▶ Extracted records:
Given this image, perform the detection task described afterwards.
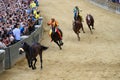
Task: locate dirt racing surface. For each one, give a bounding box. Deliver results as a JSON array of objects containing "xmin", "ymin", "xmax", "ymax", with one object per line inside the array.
[{"xmin": 0, "ymin": 0, "xmax": 120, "ymax": 80}]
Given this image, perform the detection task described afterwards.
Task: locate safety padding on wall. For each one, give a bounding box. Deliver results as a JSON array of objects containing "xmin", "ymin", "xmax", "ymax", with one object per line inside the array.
[{"xmin": 0, "ymin": 50, "xmax": 5, "ymax": 73}]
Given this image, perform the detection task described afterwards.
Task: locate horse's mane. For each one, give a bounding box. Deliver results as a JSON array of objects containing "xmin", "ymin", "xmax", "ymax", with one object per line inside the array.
[
  {"xmin": 22, "ymin": 42, "xmax": 30, "ymax": 51},
  {"xmin": 23, "ymin": 42, "xmax": 29, "ymax": 46}
]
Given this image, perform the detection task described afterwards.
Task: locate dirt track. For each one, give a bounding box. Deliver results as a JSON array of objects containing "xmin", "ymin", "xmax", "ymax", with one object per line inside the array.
[{"xmin": 0, "ymin": 0, "xmax": 120, "ymax": 80}]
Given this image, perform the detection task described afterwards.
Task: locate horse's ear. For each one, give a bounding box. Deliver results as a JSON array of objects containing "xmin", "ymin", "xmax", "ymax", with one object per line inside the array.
[
  {"xmin": 41, "ymin": 45, "xmax": 48, "ymax": 51},
  {"xmin": 21, "ymin": 42, "xmax": 27, "ymax": 45}
]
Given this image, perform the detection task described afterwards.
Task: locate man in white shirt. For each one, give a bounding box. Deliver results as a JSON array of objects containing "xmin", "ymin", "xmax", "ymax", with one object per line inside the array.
[{"xmin": 12, "ymin": 24, "xmax": 21, "ymax": 43}]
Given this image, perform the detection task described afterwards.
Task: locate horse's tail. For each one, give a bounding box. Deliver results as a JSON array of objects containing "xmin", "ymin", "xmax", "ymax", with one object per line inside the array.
[{"xmin": 41, "ymin": 45, "xmax": 48, "ymax": 51}]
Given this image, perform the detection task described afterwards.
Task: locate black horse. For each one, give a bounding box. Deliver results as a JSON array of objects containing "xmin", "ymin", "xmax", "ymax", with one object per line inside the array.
[
  {"xmin": 86, "ymin": 14, "xmax": 95, "ymax": 34},
  {"xmin": 73, "ymin": 15, "xmax": 85, "ymax": 41},
  {"xmin": 19, "ymin": 42, "xmax": 48, "ymax": 70},
  {"xmin": 51, "ymin": 28, "xmax": 63, "ymax": 50}
]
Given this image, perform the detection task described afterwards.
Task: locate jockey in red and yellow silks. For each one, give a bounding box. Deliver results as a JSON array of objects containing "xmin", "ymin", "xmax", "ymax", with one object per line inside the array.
[
  {"xmin": 47, "ymin": 18, "xmax": 59, "ymax": 28},
  {"xmin": 47, "ymin": 18, "xmax": 62, "ymax": 41}
]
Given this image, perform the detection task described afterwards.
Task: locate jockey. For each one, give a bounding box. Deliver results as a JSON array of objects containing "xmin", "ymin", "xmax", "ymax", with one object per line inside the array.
[
  {"xmin": 47, "ymin": 18, "xmax": 62, "ymax": 41},
  {"xmin": 73, "ymin": 6, "xmax": 82, "ymax": 21}
]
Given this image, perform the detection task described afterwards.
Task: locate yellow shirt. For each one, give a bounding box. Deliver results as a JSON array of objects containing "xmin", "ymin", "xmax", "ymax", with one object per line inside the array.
[
  {"xmin": 33, "ymin": 10, "xmax": 37, "ymax": 15},
  {"xmin": 30, "ymin": 2, "xmax": 36, "ymax": 8},
  {"xmin": 35, "ymin": 14, "xmax": 40, "ymax": 19}
]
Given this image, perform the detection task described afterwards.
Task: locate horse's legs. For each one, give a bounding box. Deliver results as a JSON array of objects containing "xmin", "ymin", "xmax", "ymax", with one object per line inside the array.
[
  {"xmin": 26, "ymin": 55, "xmax": 31, "ymax": 68},
  {"xmin": 77, "ymin": 33, "xmax": 80, "ymax": 41},
  {"xmin": 39, "ymin": 52, "xmax": 43, "ymax": 69},
  {"xmin": 88, "ymin": 25, "xmax": 93, "ymax": 34},
  {"xmin": 81, "ymin": 25, "xmax": 85, "ymax": 33},
  {"xmin": 55, "ymin": 41, "xmax": 62, "ymax": 50},
  {"xmin": 33, "ymin": 58, "xmax": 37, "ymax": 69},
  {"xmin": 59, "ymin": 40, "xmax": 63, "ymax": 46},
  {"xmin": 30, "ymin": 60, "xmax": 35, "ymax": 70},
  {"xmin": 27, "ymin": 59, "xmax": 31, "ymax": 68},
  {"xmin": 92, "ymin": 24, "xmax": 95, "ymax": 29}
]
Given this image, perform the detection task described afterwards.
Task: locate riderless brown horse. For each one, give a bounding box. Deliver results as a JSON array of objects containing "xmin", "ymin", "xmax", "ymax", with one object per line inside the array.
[
  {"xmin": 86, "ymin": 14, "xmax": 95, "ymax": 34},
  {"xmin": 19, "ymin": 42, "xmax": 48, "ymax": 70},
  {"xmin": 73, "ymin": 15, "xmax": 85, "ymax": 41}
]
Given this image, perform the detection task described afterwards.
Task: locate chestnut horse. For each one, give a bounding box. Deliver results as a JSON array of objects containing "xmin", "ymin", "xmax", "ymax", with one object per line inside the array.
[
  {"xmin": 73, "ymin": 15, "xmax": 85, "ymax": 41},
  {"xmin": 19, "ymin": 42, "xmax": 48, "ymax": 70},
  {"xmin": 86, "ymin": 14, "xmax": 95, "ymax": 34}
]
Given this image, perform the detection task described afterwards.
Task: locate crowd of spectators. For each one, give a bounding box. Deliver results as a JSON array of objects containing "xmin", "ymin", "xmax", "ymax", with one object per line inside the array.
[
  {"xmin": 110, "ymin": 0, "xmax": 120, "ymax": 3},
  {"xmin": 0, "ymin": 0, "xmax": 41, "ymax": 49}
]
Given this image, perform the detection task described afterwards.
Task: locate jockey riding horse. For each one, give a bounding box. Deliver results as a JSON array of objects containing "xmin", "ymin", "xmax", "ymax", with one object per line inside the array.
[
  {"xmin": 73, "ymin": 7, "xmax": 85, "ymax": 41},
  {"xmin": 73, "ymin": 6, "xmax": 83, "ymax": 22},
  {"xmin": 47, "ymin": 18, "xmax": 63, "ymax": 49}
]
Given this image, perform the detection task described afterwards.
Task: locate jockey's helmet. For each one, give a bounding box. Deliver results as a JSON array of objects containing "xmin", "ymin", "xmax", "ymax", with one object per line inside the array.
[{"xmin": 51, "ymin": 18, "xmax": 55, "ymax": 22}]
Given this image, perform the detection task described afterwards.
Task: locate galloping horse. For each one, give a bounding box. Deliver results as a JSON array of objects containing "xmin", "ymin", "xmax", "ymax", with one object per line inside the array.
[
  {"xmin": 73, "ymin": 15, "xmax": 85, "ymax": 41},
  {"xmin": 19, "ymin": 42, "xmax": 48, "ymax": 70},
  {"xmin": 86, "ymin": 14, "xmax": 94, "ymax": 34},
  {"xmin": 51, "ymin": 28, "xmax": 63, "ymax": 50}
]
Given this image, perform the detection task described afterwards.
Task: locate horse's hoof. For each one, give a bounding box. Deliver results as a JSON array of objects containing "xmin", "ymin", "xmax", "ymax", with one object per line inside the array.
[
  {"xmin": 29, "ymin": 65, "xmax": 32, "ymax": 68},
  {"xmin": 60, "ymin": 40, "xmax": 63, "ymax": 46},
  {"xmin": 34, "ymin": 67, "xmax": 36, "ymax": 69},
  {"xmin": 41, "ymin": 66, "xmax": 43, "ymax": 69},
  {"xmin": 32, "ymin": 68, "xmax": 35, "ymax": 70},
  {"xmin": 60, "ymin": 42, "xmax": 64, "ymax": 46}
]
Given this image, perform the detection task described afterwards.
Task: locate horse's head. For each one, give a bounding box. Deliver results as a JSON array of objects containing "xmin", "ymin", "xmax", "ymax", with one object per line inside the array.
[{"xmin": 19, "ymin": 42, "xmax": 29, "ymax": 54}]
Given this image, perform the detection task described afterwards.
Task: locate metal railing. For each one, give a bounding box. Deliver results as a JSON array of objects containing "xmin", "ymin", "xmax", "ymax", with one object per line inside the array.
[{"xmin": 89, "ymin": 0, "xmax": 120, "ymax": 14}]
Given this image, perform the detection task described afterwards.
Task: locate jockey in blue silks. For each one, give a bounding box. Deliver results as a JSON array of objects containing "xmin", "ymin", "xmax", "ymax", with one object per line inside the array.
[{"xmin": 73, "ymin": 6, "xmax": 81, "ymax": 20}]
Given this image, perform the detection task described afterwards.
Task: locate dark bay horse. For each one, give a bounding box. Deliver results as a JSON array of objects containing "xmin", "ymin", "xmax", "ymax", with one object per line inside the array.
[
  {"xmin": 19, "ymin": 42, "xmax": 48, "ymax": 70},
  {"xmin": 51, "ymin": 28, "xmax": 63, "ymax": 50},
  {"xmin": 86, "ymin": 14, "xmax": 95, "ymax": 34},
  {"xmin": 73, "ymin": 15, "xmax": 85, "ymax": 41}
]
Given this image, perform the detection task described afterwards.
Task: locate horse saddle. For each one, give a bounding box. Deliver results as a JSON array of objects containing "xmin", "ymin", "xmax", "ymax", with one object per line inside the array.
[
  {"xmin": 49, "ymin": 28, "xmax": 57, "ymax": 35},
  {"xmin": 49, "ymin": 28, "xmax": 62, "ymax": 40}
]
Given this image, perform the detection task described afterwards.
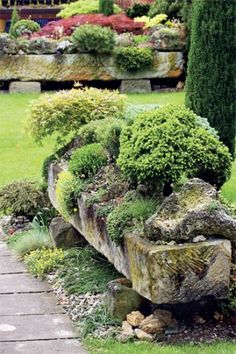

▶ AIM OF THE TASK:
An acceptable answer consists of the lines above from the one holding "Task: locate metal" to the end of the data, repeated exactly and containing no pictures.

▶ WRITTEN ANSWER:
Task: locate metal railing. For each one, give a bounding box. Deliver results as a JSON array of objects containing "xmin", "ymin", "xmax", "ymax", with one object per line inside the array.
[{"xmin": 89, "ymin": 0, "xmax": 120, "ymax": 14}]
Given this image, perform the detection task described afterwards.
Task: locate jockey in blue silks. For each one, give a bounding box. Deliver results as a JSON array of objects containing "xmin", "ymin", "xmax", "ymax", with one object per line inside the array.
[{"xmin": 73, "ymin": 6, "xmax": 81, "ymax": 20}]
Given this image, perform the detection task described afterwards.
Task: locate dark bay horse. For each one, give a bounding box. Deliver results as a JSON array of objects containing "xmin", "ymin", "xmax", "ymax", with one object per line inside the array.
[
  {"xmin": 19, "ymin": 42, "xmax": 48, "ymax": 70},
  {"xmin": 51, "ymin": 28, "xmax": 63, "ymax": 50},
  {"xmin": 86, "ymin": 14, "xmax": 95, "ymax": 34},
  {"xmin": 73, "ymin": 15, "xmax": 85, "ymax": 41}
]
Given this image, perform the detection task described afterwards.
Task: locate horse saddle. For each one, give a bounding box. Deliver results as a JSON array of objects containing "xmin", "ymin", "xmax", "ymax", with one object per line inside the array.
[
  {"xmin": 49, "ymin": 28, "xmax": 57, "ymax": 35},
  {"xmin": 49, "ymin": 28, "xmax": 62, "ymax": 40}
]
Given this image, perform the detection task described afterwards.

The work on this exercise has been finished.